[BEGIN Input rows]
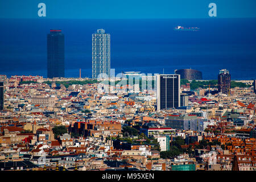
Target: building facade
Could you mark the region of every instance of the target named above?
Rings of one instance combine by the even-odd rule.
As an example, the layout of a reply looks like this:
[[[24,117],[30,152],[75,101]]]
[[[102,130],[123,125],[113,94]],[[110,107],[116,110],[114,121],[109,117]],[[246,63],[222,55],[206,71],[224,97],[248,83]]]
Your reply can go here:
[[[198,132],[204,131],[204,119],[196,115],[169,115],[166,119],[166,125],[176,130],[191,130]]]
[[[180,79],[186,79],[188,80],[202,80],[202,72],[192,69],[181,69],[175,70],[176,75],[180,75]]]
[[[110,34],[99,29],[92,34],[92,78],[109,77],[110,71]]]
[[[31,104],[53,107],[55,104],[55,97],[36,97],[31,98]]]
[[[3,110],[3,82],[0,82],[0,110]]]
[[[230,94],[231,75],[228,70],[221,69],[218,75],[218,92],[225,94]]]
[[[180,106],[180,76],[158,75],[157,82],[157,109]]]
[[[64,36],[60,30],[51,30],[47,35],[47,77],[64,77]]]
[END Input rows]
[BEGIN Input rows]
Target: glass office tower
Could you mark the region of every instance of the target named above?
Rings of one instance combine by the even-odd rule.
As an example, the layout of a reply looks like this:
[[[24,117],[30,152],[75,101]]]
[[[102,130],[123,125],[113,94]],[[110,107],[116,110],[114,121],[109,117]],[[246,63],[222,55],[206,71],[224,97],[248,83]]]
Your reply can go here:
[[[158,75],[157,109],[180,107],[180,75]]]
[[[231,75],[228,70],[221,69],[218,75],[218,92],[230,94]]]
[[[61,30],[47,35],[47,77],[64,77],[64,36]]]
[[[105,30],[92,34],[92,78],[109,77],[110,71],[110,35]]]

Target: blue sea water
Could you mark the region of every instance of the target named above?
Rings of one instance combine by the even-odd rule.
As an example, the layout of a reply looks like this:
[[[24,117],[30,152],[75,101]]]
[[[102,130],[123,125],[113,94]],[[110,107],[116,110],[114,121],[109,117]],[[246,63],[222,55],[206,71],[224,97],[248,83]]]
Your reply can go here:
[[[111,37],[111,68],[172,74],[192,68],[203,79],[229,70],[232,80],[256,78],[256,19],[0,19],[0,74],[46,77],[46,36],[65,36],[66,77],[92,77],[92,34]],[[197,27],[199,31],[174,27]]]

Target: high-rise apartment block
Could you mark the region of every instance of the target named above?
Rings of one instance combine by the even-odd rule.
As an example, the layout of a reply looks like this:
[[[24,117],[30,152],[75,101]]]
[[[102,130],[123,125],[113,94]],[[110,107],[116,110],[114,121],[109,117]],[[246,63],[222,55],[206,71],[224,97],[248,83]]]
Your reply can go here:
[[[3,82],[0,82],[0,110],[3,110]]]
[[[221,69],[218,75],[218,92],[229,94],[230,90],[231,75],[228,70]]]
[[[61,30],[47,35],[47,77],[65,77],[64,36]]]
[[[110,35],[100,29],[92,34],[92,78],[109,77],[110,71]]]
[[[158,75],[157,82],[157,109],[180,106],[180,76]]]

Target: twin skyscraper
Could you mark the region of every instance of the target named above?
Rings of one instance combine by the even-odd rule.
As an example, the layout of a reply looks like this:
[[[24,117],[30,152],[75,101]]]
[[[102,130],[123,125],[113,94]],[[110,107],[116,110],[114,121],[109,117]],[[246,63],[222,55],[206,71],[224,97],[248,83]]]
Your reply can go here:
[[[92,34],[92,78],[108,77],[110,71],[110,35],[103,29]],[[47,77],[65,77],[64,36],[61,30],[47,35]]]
[END Input rows]
[BEGIN Input rows]
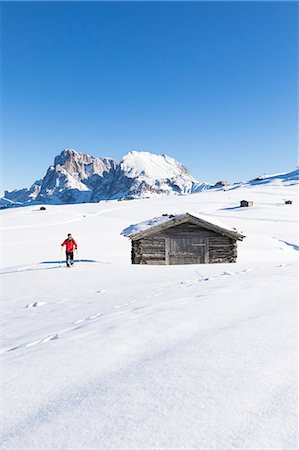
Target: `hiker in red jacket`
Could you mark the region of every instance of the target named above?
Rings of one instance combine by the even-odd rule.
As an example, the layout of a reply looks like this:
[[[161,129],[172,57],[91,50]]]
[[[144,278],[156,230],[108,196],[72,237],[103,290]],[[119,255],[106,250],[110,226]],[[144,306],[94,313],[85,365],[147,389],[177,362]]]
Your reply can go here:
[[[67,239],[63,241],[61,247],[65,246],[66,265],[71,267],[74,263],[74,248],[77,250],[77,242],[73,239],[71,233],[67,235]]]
[END Input rows]
Task requirements:
Please change "instance" to "occurrence" in the records from the line with "[[[64,36],[60,30],[51,30],[47,35],[47,77],[64,77]]]" back up to the line with "Target: building facade", then return only the lines from "Target: building facade" through "[[[64,36],[60,30],[51,30],[47,35],[47,77],[64,77]]]" with nothing else altered.

Result of this exercise:
Target: building facade
Could you mark the region of every occurrence of the target named above?
Rings of one occurrence combine by the even-odd rule.
As an example, the layout of a reply looks like this:
[[[24,117],[30,152],[75,101]]]
[[[102,130],[123,125],[113,94]],[[110,107],[116,110],[114,121],[109,117]],[[246,63],[222,55],[206,71],[224,97],[248,83]]]
Your reply can go here:
[[[198,132],[204,131],[204,119],[196,115],[169,115],[166,119],[166,125],[176,130],[191,130]]]
[[[180,79],[186,79],[188,80],[202,80],[202,72],[192,69],[181,69],[175,70],[176,75],[180,75]]]
[[[110,34],[99,29],[92,34],[92,78],[109,77],[110,71]]]
[[[31,104],[53,107],[55,104],[55,97],[36,97],[31,98]]]
[[[3,110],[3,82],[0,82],[0,110]]]
[[[230,94],[231,75],[228,70],[221,69],[218,75],[218,92],[225,94]]]
[[[180,106],[180,76],[158,75],[157,82],[157,109]]]
[[[64,36],[60,30],[51,30],[47,35],[47,77],[64,77]]]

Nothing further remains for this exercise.